Given instruction - Can you turn the listing below into a Markdown table with the columns "Line No." and "Content", giving each line its own numbered row and leaving out any blank lines?

Dataset -
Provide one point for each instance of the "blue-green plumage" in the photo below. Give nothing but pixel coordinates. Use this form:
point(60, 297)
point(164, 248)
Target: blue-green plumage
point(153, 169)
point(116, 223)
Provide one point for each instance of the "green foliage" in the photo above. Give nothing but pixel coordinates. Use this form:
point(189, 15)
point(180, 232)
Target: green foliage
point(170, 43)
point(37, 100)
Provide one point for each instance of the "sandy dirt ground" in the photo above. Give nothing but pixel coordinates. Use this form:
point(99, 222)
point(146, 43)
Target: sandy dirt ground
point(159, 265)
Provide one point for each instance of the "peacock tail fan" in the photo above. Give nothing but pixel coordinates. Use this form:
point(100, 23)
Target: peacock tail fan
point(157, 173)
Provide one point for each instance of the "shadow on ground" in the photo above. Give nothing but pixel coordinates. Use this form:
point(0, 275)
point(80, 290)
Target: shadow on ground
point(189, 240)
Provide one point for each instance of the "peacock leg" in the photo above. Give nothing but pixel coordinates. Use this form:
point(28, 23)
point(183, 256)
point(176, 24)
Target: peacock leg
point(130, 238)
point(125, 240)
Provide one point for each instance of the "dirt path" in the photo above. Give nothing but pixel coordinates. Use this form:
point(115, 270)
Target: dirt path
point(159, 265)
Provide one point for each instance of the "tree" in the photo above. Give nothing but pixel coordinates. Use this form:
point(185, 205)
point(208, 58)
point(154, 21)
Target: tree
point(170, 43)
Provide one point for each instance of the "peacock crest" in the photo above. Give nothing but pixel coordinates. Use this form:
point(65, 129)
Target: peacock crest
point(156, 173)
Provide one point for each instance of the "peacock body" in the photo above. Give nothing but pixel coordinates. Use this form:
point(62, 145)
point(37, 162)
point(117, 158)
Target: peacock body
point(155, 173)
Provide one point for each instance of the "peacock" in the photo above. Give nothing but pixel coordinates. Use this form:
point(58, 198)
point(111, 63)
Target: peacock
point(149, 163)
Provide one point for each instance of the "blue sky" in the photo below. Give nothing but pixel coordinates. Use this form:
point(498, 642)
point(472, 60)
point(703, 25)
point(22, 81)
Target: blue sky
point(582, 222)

Response -
| Line No. | Content |
|---|---|
| 1 | Provide one point for each instance of the "blue-green plumage" in the photo below. Give nothing but pixel coordinates. Use this form: |
| 2 | point(60, 297) |
| 3 | point(164, 248) |
| 4 | Target: blue-green plumage |
| 5 | point(153, 169) |
| 6 | point(116, 223) |
| 7 | Provide one point for each instance of the "green foliage" in the photo above. Give nothing but pixel coordinates. Use this form: |
| 8 | point(189, 15) |
| 9 | point(180, 232) |
| 10 | Target: green foliage |
| 11 | point(170, 43) |
| 12 | point(37, 100) |
| 13 | Provide one point for each instance of the "sandy dirt ground" in the photo above. Give nothing but pixel coordinates. Use this form: |
| 14 | point(99, 222) |
| 15 | point(146, 43) |
| 16 | Target: sandy dirt ground |
| 17 | point(159, 265) |
| 18 | Provide one point for each instance of the "peacock tail fan" in the photo above. Give nothing but pixel coordinates. Use this form: |
| 19 | point(100, 23) |
| 20 | Target: peacock tail fan |
| 21 | point(157, 173) |
| 22 | Provide one point for each instance of the "shadow on ground" in the photo above. Give nothing but pixel coordinates. Use this form: |
| 23 | point(0, 275) |
| 24 | point(80, 290) |
| 25 | Target: shadow on ground |
| 26 | point(189, 240) |
| 27 | Provide one point for each instance of the "peacock leg" in the photo above. Give nothing but pixel coordinates. Use this form: |
| 28 | point(28, 23) |
| 29 | point(183, 256) |
| 30 | point(176, 24) |
| 31 | Target: peacock leg |
| 32 | point(130, 238) |
| 33 | point(125, 240) |
| 34 | Provide one point for each instance of the "dirt path" in the photo above. Give nothing but pixel coordinates. Use this form: |
| 35 | point(115, 270) |
| 36 | Target: dirt path |
| 37 | point(159, 265) |
| 38 | Provide one point for each instance of the "tree" in the photo above. Give nothing but pixel coordinates. Use this form: |
| 39 | point(185, 205) |
| 40 | point(208, 58) |
| 41 | point(154, 21) |
| 42 | Target: tree |
| 43 | point(170, 43) |
| 44 | Provide one point for each instance of the "peacock crest" in the photo above. Give nothing but pixel coordinates. Use this form: |
| 45 | point(65, 129) |
| 46 | Target: peacock crest |
| 47 | point(156, 173) |
| 48 | Provide one point for each instance of the "peacock body" in the photo above. Give nothing but pixel coordinates. Use this form: |
| 49 | point(62, 145) |
| 50 | point(37, 162) |
| 51 | point(117, 158) |
| 52 | Target: peacock body |
| 53 | point(155, 173) |
| 54 | Provide one point for each instance of the "peacock" in the photo above. Give nothing but pixel coordinates. Use this form: |
| 55 | point(58, 198) |
| 56 | point(111, 63) |
| 57 | Target: peacock |
| 58 | point(149, 163) |
| 59 | Provide one point for each instance of the "blue sky" in the photo below. Give nothing but pixel coordinates. Use this form: |
| 60 | point(498, 642) |
| 61 | point(472, 60) |
| 62 | point(703, 25) |
| 63 | point(22, 81) |
| 64 | Target: blue sky |
| 65 | point(582, 222) |